======== Text provided ========
Read more: http://en.m.wikipedia.org/wiki/Institutional_discrimination_in_the_United_States_housing_market http://en.m.wikipedia.org/wiki/Redlining http://en.m.wikipedia.org/wiki/Federal_Housing_Administration http://en.m.wikipedia.org/wiki/Shelley_v._Kramer http://en.m.wikipedia.org/wiki/Fair_Housing_Act
This needs more notes. People need to know just how this society made it a point at every turn to hold (and still hold today) Black people down for the benefit of whites.
A huge part of white wealth was created through real estate. A sector that Black people were systematically kept out of. A sector now where Black people are still preyed upon.
White real estate agents also took advantage of racist white homeowners with a practice called blockbusting, where they would encourage them to sell their homes at a loss with just the hint or promise that a black family (or sometimes Jewish or nonblack PoC family, depending on the region) was going to move in.
======== Information shown ========
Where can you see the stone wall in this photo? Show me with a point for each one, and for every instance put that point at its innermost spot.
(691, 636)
========
# Short problem A
Write out the passage on housing discrimination between "A huge part" and "still preyed upon.", inclusive.
# Short problem B
List every Wikipedia page named in the links at the start of the passage on housing discrimination, writing underscores as spaces.

# Expected output A
A huge part of white wealth was created through real estate. A sector that Black people were systematically kept out of. A sector now where Black people are still preyed upon.

# Expected output B
Institutional discrimination in the United States housing market
Redlining
Federal Housing Administration
Shelley v. Kramer
Fair Housing Act